● **Task to carry out**
Swap "Spot" for "Locate" everywhere in the material below, changing nothing else, and leave the pictures out of your answer.
[start Task material]
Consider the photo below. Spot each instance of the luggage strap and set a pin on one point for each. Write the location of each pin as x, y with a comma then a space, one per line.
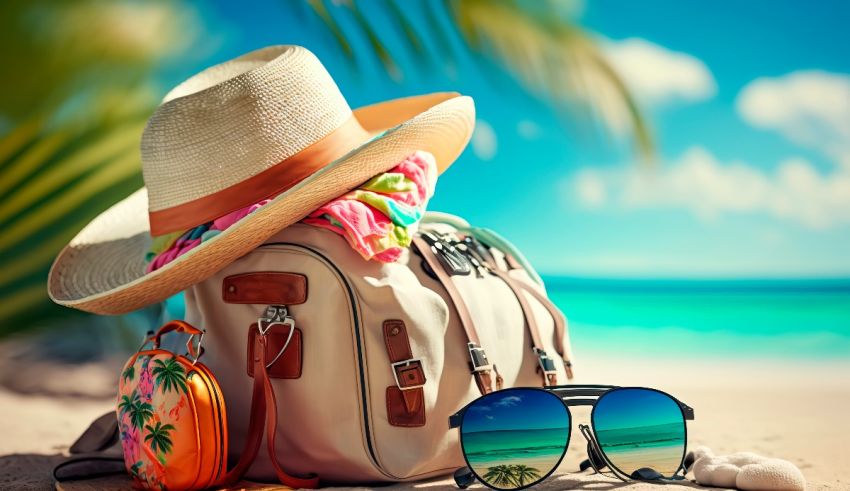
479, 365
98, 451
546, 365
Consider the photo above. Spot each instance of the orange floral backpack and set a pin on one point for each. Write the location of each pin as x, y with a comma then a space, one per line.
171, 417
172, 422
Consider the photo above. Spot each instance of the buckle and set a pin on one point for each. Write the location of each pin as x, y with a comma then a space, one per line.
400, 365
547, 364
478, 358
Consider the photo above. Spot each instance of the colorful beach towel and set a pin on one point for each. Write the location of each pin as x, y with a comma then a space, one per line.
377, 219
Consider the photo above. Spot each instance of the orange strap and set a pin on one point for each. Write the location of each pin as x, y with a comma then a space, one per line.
268, 183
263, 410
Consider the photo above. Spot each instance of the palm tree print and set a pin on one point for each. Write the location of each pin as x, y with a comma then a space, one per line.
524, 474
511, 476
501, 475
169, 374
139, 411
159, 438
129, 373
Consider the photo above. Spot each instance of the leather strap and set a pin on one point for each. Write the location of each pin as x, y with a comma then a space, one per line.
262, 375
263, 410
255, 430
560, 324
483, 376
549, 378
411, 377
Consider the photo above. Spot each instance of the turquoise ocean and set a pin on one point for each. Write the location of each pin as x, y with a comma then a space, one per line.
788, 319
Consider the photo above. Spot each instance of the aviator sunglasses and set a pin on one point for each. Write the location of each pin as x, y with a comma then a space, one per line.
516, 438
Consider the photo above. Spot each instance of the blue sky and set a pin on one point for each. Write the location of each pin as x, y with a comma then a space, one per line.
517, 410
750, 104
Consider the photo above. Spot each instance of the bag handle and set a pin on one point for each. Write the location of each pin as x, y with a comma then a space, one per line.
480, 366
560, 324
263, 410
195, 350
546, 365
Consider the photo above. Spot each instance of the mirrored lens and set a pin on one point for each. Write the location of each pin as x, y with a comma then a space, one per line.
640, 430
516, 437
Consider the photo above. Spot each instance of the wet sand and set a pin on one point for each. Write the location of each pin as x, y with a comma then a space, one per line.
795, 411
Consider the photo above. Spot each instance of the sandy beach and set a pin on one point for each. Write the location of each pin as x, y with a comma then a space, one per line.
795, 411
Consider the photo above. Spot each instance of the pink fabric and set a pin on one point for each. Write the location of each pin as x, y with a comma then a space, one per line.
368, 230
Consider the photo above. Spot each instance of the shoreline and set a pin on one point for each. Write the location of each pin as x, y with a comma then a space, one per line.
790, 410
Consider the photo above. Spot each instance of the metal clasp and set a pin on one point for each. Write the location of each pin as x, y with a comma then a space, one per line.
276, 315
478, 358
547, 364
404, 364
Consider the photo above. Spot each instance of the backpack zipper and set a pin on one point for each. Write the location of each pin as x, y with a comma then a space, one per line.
357, 330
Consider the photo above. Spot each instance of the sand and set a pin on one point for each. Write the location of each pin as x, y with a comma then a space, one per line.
797, 411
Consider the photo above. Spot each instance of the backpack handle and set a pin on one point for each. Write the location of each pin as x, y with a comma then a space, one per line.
194, 349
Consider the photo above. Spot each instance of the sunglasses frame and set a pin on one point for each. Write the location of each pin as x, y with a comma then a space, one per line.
572, 395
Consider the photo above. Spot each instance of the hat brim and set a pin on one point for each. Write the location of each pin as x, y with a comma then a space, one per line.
102, 270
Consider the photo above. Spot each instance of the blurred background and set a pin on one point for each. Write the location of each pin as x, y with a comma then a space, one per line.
679, 171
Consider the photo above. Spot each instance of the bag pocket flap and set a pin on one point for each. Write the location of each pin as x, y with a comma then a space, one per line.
269, 288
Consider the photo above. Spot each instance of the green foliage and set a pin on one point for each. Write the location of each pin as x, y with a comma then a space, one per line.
525, 475
548, 53
516, 476
501, 476
72, 108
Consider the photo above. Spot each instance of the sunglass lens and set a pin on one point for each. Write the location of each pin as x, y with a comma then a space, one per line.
516, 437
641, 432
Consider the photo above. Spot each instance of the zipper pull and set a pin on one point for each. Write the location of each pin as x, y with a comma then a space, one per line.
449, 257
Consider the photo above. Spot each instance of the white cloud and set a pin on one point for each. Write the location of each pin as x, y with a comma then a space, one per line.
528, 129
708, 188
484, 141
658, 75
810, 108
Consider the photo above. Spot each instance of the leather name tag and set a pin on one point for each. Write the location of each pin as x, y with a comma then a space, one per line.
288, 364
265, 288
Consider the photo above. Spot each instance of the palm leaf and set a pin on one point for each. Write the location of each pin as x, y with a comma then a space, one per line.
551, 57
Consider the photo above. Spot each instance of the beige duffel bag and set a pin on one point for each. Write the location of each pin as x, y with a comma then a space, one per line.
377, 356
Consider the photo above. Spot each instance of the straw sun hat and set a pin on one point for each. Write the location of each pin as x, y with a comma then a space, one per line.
271, 122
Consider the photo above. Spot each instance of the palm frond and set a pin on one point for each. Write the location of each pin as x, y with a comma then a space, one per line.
553, 59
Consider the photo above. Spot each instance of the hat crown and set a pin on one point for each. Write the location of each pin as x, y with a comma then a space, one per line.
235, 120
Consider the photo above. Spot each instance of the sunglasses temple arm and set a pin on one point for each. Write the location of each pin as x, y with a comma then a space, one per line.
688, 411
464, 477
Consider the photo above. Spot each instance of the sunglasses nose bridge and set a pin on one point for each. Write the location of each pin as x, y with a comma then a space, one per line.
594, 455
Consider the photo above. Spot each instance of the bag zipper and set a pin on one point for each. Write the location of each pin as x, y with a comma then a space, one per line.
357, 330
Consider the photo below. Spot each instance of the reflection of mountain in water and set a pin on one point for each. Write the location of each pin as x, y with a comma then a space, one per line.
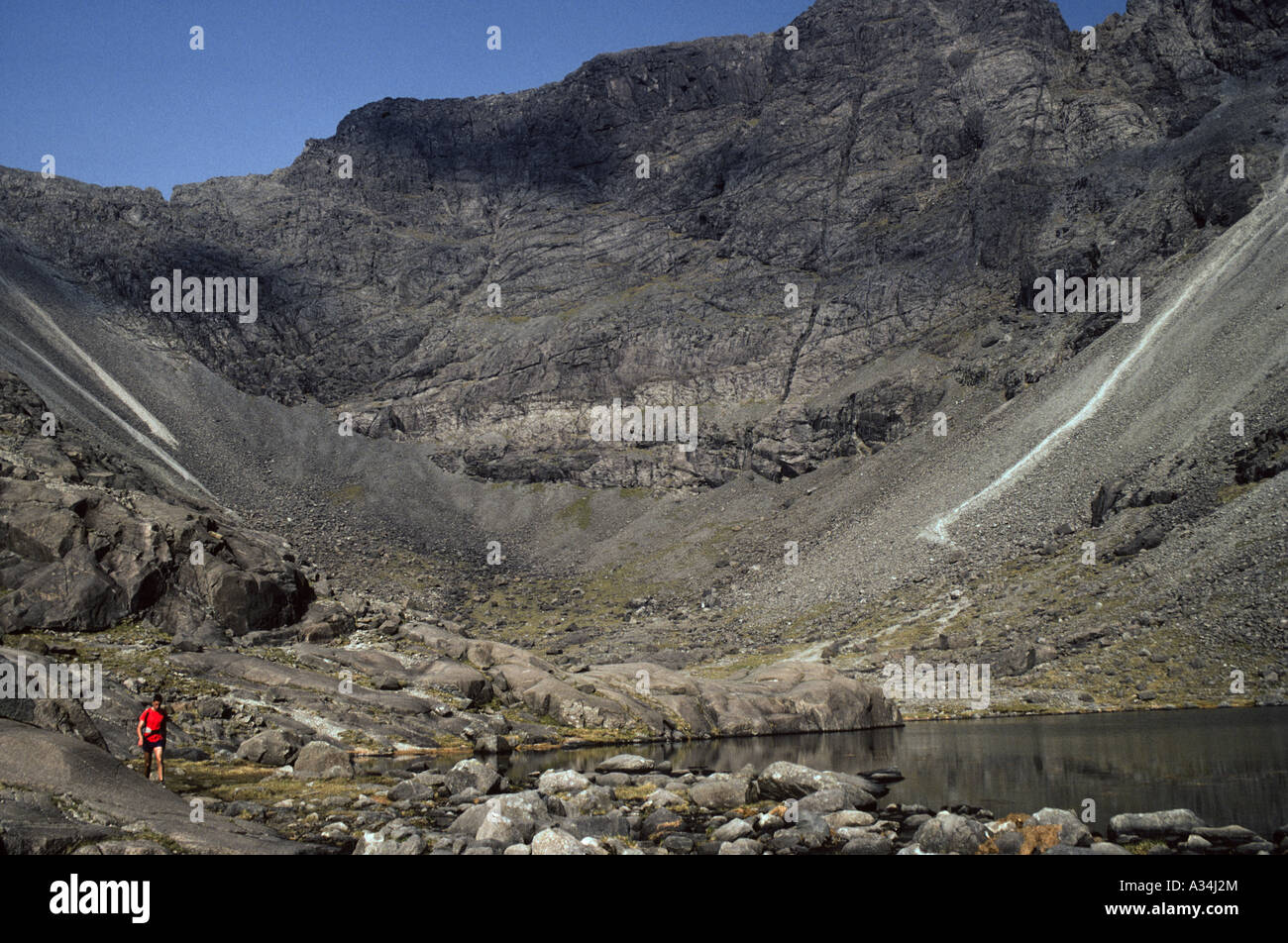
[end Task material]
● **Exercise answer**
Consider the photo below. Locate each instance of the luggage strap and set a pin on one point for each. Write the location of each pin as x, y with a comma then a space, one per line.
479, 365
98, 451
546, 365
Consider the photo above. Locate each instance of the orange floral backpack and set a pin on one point for each. Write the location of each pin as x, y with a comma then a space, one per line.
171, 417
172, 422
Consider the photo above. Locate each instance of the buckle and set a pin on one point for each. Write the location of each pin as x, y with a comma then a space, one per line.
400, 365
547, 364
478, 358
Consider the photo above. Locate each instance of the colorful beach towel and set a pin on one point for each. Write the location of each pin as x, y with a comma then a space, one per line.
377, 219
Consider the photo above. Locate each instance of the orange strap and set a pin on one point for each. Write the location of each pin as x, y with a comma then a space, one per line.
268, 183
263, 410
Consider the photo above. Locate each instance of the palm tree print and set a pin on one point for each. Write the location of each pin as x, y with a comma then a space, one per line.
524, 474
511, 476
501, 475
169, 374
139, 411
159, 438
129, 373
Consider the photo above. Locate each instance of the leather strap and set a pin on one point for each. Write the location of each pin as x, y with a comma then a space, one per line.
262, 375
263, 410
255, 430
560, 324
483, 376
549, 378
411, 377
Consider the photo above. Locate each instance of the turquoise ocean and set a pin on one point for each. Write the location of each pin as x, y with a comma then a space, one per line.
788, 319
Consider the photo above. Locate each instance of the aviator sunglasses and set a pin on one point for each. Write the location of each pin as x, y with a comma then a space, one per line.
516, 438
Consider the photo above. Locate each instance of the blue sky and set a pin on one point for each. Write the location of each pin as x, y with a comma then a space, one per line.
517, 410
750, 104
Consider the photo above. Locate each instance of the bag handle and set a pin on one point for each. Write the location of each pin as x, y with a comma then a space, one per line.
480, 366
560, 324
263, 410
195, 350
546, 365
Consider the photo above. Locate each instance of the mirrored lens and set a pin on one point for each. Write the location of each pin as x, y with a comma then a space, one per line.
640, 430
516, 437
Consider the photo above. Locate each instance of the wet sand and set a pin on one point for each. Write the location of each pin as x, y with a comma then a space, one per line.
795, 411
Consider the photo above. Locate each instance of the sandy beach and set a pin on one point for each. Write the location of each pin as x, y with a comma then a space, one per line.
795, 411
Consider the photo above. Locate each instance of the pink fabric and set a pin on one point for each. Write the location of each pin as x, y with a comma then a space, one per line.
368, 230
Consider the photo above. Locate each instance of the shoreline and set a pin on one point for each. Write the location of each pin as x, y with a comma then a space, one per line.
790, 410
Consider the photo above. Locate each instance of the metal clasp and set a pin on one point for each. Write the location of each pin as x, y with a comma then a space, one per line.
276, 315
478, 358
547, 364
404, 364
Consider the photo above. Locate each instance of the backpack zipper and set a pin on one point for each. Write the location of each pin as x, y with a comma then a space, one per line.
357, 330
Consider the photo above. Locate each instance of the sand and set a pin on one point for each. Write the location of each pin as x, y with a comma then a space, one per line.
797, 411
Consider the photo above. Locate each instance of the backpack handle and set a pin on one point for each. Write the location of each pin as x, y with a comma then a space, one per line.
194, 349
Consider the photo above. Locate each instance of the sunglasses frame and set a pin on one point for each. Write the location of each pin as x, y with a comma then a space, one per line.
572, 395
Consider the photo above. Locate each instance of the hat brim and set a pin on one point for each. Write the location of each pin as x, y with a comma then a space, one per line.
102, 270
Consider the photo above. Locate each instance of the blurred background and set a pin on one point for each. Write the location of each pin as x, y with a comma then a space, one per line.
679, 171
Consider the photo above. Locate each instance of the bag pocket flap and set a pin on one point for each. Write the location of each pin as x, y with a comma then a space, one per line.
269, 288
Consider the photo above. Locate each instance of the green foliage and set a pin on one point for each. Write the location of each pin as x, y with a comma then a space, one per line.
525, 475
548, 53
516, 476
501, 476
72, 108
Consider the photo above. Locate each instance of the sunglass lens and set a pin on one point for each. Write the location of each pin as x, y with a comma then a space, one per line.
516, 437
641, 432
Consider the photo above. Locate each instance of the zipper pull and set a pin on one point for each. Write the location of each pin as x, y with a comma then a space, one per line.
449, 257
Consider the photo above. Locate each instance of the white cloud and set a pin on one point for each. Write the location of each pin as x, y with a comma then a space, one per line.
528, 129
708, 188
484, 141
658, 75
810, 108
Consider the photo above. Locate each instance of the leather name tag and set a pin on one point for each. Write the location of each pin as x, y with a comma then a space, one per line.
288, 364
265, 288
Consider the photo above. Locate each instance of the palm leaf and set a pin on one point for each. Write the location of each pin as x, y with a comma then a space, one per line.
551, 57
Consider the photo above. Locate each instance of the beige duffel bag and set a pin on one point for each. Write the location of each pin as x, y with a comma then a space, one per line.
377, 356
Consider the photo above. Locate each instance of the straw sun hat and set a pin on one point for each. Write the location of each pin as x, y with a comma then a space, one per line.
271, 122
Consider the photo above. Locate each instance of the palm frond and set a pin on one point for each. Write the location of each pin as x, y with a comma then a space, one per line.
553, 59
Consider the photo above. Locate each instance of the hat crown and set a pin on one point for each. Write the location of each pin as x, y with a comma then a space, one per line.
235, 120
Consider the photo above. Locate each instance of the sunglasses temple arm and set a pin on one point for each. Write the location of each pin as x, y with a comma then a space, one per line.
688, 411
464, 477
Consider the photo above. Locate each instance of the sunglasses nose bridge and set a pin on one point for each. Write the location of each pin as x, y with a comma then a space, one per line.
594, 455
Consider the photo above. Locate each instance of the bag zipper and set a pin on one point for each. Write the location of each pin as x, y with a comma then a space, one per line.
357, 330
Consider the photo below. Locate each instance of the reflection of mountain in water and set a pin on one point for each. Write the location of each pin as x, y with a comma then a space, one per line.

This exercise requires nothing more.